(Location identification entries)
┌────────
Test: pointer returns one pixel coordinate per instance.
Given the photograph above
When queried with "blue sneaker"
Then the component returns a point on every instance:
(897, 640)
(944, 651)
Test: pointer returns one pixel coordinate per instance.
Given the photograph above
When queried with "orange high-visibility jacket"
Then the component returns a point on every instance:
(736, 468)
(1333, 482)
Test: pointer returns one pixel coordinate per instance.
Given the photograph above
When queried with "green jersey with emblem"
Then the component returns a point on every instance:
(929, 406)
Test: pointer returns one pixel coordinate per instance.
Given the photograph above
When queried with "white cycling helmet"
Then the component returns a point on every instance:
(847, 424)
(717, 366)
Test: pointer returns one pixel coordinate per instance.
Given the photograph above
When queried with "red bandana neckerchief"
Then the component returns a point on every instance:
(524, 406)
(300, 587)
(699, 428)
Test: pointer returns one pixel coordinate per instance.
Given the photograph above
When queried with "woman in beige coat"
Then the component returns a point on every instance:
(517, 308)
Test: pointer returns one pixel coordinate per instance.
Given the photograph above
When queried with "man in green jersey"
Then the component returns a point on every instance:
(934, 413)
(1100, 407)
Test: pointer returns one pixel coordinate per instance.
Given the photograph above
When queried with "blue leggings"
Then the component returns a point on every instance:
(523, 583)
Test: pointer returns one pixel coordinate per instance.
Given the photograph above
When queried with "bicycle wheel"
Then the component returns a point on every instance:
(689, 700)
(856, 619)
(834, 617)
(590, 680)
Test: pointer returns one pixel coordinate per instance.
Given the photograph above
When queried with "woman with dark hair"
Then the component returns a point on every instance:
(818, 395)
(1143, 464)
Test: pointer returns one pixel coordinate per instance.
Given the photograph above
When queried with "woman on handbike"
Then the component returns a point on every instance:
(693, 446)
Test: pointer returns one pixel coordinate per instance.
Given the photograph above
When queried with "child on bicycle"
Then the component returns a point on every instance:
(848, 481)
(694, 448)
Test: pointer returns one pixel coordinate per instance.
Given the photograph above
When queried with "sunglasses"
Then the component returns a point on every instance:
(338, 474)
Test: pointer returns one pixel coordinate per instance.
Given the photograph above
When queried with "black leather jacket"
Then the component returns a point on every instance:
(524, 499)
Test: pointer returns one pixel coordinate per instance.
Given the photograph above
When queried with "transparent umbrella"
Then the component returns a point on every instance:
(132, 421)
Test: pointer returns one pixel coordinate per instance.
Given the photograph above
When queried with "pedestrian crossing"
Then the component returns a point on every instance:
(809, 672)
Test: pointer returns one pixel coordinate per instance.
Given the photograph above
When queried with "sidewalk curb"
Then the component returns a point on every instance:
└────────
Exercise requirements: Give all the records again. Match them exactly.

Problem solution:
Test: pointer returns one pixel coordinate per instance.
Given the photograph above
When queried with "blue sneaker"
Then the component returns a point on every instance:
(897, 640)
(944, 651)
Test: pointer returns one pixel coordinate per instance.
Given the photograph above
When queried with "orange high-visibility jacket"
Then the component returns a point on every instance:
(736, 468)
(1333, 482)
Test: pointer returns one pixel coordinate per instance.
Given the photograph above
When queried with "green jersey with emblem"
Then the component returns a point on every instance:
(929, 406)
Test: pointer returns one pixel coordinate per instance.
Given the photograph above
When queried with "white cycling helmet"
Then the component returns a point on every instance:
(847, 424)
(717, 366)
Test: pointer returns one pixel coordinate per instance.
Given the photograph above
When queried with "red bandana neckerchief"
Then the component returns a point on every instance:
(524, 406)
(300, 587)
(699, 428)
Test: pointer returns one pixel coordinate per instance.
Given the photograph above
When queried with "woman in beige coat"
Then the component returns a point on every instance:
(517, 308)
Test: pointer returns one pixel coordinate per instance.
Given the photograph above
When queried with "man in green jersey"
Then the component returns a point on every instance:
(934, 413)
(1100, 407)
Test: pointer returns one pixel coordinate per instance.
Given the photograph above
When queried with "blue leggings"
Then the component returns a point on every instance:
(523, 583)
Test: pointer returns one pixel coordinate per instance.
Given the photograph above
When queried with "bicycle wheel"
Then the component returns a point on every instance:
(689, 700)
(856, 619)
(834, 617)
(590, 680)
Test: pointer returns one pixel coordinate per instance.
Given the photograph above
When queried with "woman with dark hair"
Then the component returns a point on every instance:
(818, 395)
(1143, 464)
Test: pointer returns one pixel coordinate per instance.
Given the photograph above
When queried with "woman on handbike"
Then the component returns a point on every instance:
(693, 446)
Test: pointer returns one pixel coordinate per instance.
Given the photograph above
When queried with "child on bicycle"
Then the component returns a point on every instance:
(848, 481)
(694, 448)
Test: pointer returns one pixel coordinate per instance.
Given the photograph above
When queried with "sunglasses"
Then the component returns a point on every instance:
(338, 474)
Test: pointer returns one pixel coordinate per instance.
Given the photograph above
When queried with "black leather jacket"
Then the component returns a point on every instance:
(524, 499)
Test: pointer returns one pixel coordinate per instance.
Given the photograph above
When queried with "transparent umbrella"
Then the component returns a point on every instance:
(132, 421)
Test: pointer returns one pixel coordinate per instance.
Given the photograph above
When queried with "pedestrian crossing"
Then the component returns a point on every instance:
(809, 672)
Test: pointer returns one pixel coordinate per instance.
Given the photograph above
When queried with "sidewalk curb"
Then the component returns a point on every instance:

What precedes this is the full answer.